PROVIDED PASSAGE:
::::

Draut is director of the Economic Opportunity Program at the research and advocacy organization Demos, which co-published the book with the New Press.

"Up to Our Eyeballs" has a mission: to slam the folks who have pushed credit on American households for decades with little accountability for what it could do to borrowers or our nation.

Given current economic conditions, "Up to Our Eyeballs" is a timely choice as the May selection for the Color of Money Book Club. The title alone will start a debate that could go on for hours.

This well-researched book provides a historical perspective on how we got into our current financial jam. And I say "we" because all of us are feeling the ramifications of a heavily leveraged population.

For example, you may be able to handle your monthly mortgage payment but if your neighbors can't, their eventual foreclosure may affect your property values and ultimately your ability to sell or refinance your home.

"Up to Our Eyeballs" was written by Jose Garcia, James Lardner and Cindy Zeldin, all researchers who work on issues of economic opportunity and security.

::::

DATA ENTRIES:
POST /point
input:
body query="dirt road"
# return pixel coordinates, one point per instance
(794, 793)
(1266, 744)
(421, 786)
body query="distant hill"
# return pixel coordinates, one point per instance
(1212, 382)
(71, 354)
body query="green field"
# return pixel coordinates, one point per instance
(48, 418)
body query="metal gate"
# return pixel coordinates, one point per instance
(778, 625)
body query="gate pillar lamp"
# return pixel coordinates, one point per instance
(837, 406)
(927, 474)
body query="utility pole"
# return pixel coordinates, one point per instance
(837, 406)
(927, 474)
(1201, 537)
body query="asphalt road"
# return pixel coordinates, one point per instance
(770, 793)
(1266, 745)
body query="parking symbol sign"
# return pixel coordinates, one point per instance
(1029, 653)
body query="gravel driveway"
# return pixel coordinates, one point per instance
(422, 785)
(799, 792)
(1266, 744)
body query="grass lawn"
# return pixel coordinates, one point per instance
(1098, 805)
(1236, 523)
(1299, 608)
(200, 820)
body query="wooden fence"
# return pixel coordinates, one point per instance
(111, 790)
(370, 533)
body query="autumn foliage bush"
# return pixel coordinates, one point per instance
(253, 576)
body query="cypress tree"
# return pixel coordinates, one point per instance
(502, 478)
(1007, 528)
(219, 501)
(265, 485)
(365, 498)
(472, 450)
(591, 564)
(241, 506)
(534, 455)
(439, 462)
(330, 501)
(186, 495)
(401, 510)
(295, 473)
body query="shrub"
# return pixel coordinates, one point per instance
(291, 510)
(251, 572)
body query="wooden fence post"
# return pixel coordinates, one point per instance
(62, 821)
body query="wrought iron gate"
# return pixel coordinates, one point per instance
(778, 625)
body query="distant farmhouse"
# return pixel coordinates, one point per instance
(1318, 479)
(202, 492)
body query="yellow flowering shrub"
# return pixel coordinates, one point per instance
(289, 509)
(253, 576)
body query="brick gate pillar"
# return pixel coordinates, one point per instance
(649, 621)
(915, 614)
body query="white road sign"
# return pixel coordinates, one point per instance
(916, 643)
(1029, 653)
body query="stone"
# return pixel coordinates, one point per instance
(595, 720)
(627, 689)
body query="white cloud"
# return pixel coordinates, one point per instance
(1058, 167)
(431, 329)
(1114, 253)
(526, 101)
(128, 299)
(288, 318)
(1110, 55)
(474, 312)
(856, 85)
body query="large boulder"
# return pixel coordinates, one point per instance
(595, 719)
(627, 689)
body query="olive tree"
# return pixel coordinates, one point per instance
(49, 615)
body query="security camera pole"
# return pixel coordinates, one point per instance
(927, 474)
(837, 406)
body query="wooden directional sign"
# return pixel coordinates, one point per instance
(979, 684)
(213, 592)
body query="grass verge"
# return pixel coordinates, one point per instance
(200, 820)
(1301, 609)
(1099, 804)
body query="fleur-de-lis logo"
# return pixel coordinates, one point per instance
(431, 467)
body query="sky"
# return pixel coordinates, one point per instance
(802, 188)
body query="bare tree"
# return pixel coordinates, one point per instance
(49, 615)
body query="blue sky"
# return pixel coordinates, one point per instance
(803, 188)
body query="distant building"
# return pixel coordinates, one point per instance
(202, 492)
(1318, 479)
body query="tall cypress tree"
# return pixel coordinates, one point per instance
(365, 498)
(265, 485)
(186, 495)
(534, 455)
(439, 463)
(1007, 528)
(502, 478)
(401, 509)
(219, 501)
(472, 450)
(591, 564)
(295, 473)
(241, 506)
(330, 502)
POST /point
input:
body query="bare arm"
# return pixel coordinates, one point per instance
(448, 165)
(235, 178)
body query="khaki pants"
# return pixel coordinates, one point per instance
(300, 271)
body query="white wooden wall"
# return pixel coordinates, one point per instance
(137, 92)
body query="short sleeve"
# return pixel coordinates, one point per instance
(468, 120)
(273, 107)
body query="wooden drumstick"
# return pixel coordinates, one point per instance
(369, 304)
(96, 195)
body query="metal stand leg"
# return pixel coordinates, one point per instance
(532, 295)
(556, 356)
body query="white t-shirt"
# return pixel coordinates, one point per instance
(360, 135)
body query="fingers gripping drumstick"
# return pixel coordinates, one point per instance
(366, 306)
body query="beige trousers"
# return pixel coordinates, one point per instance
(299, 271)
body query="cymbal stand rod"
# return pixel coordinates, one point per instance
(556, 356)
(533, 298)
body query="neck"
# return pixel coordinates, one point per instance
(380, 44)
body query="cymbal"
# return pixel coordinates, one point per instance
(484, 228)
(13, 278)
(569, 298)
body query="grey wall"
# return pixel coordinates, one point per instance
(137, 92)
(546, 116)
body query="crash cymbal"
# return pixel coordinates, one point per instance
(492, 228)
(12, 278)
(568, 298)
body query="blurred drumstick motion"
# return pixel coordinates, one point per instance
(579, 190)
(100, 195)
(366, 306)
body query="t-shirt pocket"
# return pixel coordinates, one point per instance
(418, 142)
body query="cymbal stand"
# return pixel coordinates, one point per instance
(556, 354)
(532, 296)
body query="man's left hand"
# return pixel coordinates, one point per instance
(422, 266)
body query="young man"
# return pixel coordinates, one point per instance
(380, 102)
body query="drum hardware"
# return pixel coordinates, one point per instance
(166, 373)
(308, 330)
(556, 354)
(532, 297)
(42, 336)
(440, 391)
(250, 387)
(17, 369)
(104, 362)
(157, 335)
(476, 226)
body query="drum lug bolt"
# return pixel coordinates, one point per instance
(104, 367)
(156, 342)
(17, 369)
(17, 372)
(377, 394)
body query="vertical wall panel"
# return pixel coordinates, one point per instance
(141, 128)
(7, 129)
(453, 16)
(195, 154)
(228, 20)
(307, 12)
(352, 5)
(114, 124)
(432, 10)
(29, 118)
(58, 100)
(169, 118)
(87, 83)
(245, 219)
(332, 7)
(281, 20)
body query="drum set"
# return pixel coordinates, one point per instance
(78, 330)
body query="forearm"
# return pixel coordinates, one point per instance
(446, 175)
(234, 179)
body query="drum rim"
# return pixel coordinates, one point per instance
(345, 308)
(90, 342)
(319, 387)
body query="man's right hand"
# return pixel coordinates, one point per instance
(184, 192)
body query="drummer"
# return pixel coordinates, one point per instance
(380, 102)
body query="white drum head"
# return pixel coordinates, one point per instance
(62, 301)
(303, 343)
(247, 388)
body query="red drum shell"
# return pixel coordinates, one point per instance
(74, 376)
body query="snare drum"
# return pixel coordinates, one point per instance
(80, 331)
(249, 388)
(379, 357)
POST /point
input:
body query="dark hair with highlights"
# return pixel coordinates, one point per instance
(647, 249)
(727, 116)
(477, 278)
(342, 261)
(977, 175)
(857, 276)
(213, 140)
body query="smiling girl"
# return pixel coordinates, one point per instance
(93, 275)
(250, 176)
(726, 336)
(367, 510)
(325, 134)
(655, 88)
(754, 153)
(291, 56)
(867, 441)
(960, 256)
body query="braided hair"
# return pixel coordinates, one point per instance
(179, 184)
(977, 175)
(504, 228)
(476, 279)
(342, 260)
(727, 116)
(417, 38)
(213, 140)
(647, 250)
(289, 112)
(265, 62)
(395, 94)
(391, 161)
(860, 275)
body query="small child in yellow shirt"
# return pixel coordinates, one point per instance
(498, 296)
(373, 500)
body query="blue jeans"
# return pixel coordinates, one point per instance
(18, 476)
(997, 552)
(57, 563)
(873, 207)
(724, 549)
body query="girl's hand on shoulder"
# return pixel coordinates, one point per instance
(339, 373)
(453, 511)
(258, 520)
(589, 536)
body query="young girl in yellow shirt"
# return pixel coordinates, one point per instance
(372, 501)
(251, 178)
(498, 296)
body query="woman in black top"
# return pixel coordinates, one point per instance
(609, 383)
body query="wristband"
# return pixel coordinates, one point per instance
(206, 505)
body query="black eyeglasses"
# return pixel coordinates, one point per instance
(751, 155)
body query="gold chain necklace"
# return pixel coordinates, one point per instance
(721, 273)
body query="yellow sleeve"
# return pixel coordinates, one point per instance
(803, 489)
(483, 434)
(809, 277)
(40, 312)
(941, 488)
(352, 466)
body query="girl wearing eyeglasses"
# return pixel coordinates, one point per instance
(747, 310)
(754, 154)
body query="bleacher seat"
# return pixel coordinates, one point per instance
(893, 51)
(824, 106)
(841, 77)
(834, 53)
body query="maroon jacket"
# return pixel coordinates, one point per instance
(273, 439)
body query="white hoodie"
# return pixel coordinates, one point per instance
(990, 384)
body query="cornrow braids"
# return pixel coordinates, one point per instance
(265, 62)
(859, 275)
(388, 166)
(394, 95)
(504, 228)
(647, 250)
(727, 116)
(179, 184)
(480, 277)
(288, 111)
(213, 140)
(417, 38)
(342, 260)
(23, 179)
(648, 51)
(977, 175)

::::

TASKS TO CARRY OUT:
A. Filter the rows down to the lines that contain the word "distant".
B. Carry on the book review, starting right after its last sentence.
The book review and the rows are unrelated material.

ANSWERS GIVEN:
A.
body query="distant hill"
body query="distant farmhouse"
body query="distant building"

B.
Lardner is a senior fellow at Demos and editor of Inequality.org. Garcia is a senior research and policy associate at Demos. Zeldin formerly worked in federal affairs for Demos and is currently pursuing a doctorate in heath policy at Emory University.

Assigning blame

Rather than launch an attack on consumers, who admittedly signed up for their debt burden, "Up to Our Eyeballs" looks at the government policies and business practices that have allowed many financial institutions to help people dig their own debt grave.

Garcia, Lardner and Zeldin don't just point a finger at lenders, they poke them in the eye.

"Set free by two decades of deregulation, today's creditors have cooked up products that are so complicated, deceptive, and trap-laden that even the most sophisticated borrowers can't tell a good loan from a bad one," the authors write.

Some of the stories in the book are heart-wrenching and all too familiar, such as the 70-year-old retiree who was persuaded to refinance her home into an adjustable-rate mortgage that started at $832 a month and eventually jumped to more than $1,400. The mortgage was more than the woman's monthly income.

Seriously, I want to throw the person who made that loan in jail. It's an inhumane way to do business.

Relaxed lending standards have helped more families become homeowners and more people to attend college. But financial institutions and regulators have failed to keep the debt spiral from getting out of control.

Rising costs

Too often, too much blame falls on consumers, who are depicted largely as materialistic spendthrifts.

That's only part of the problem, the authors say.

"Are some of us spending money we don't have on things we don't need? Absolutely," they concede. "Does that fact explain the more than $2 trillion of household debt that American families are carrying? Not even remotely."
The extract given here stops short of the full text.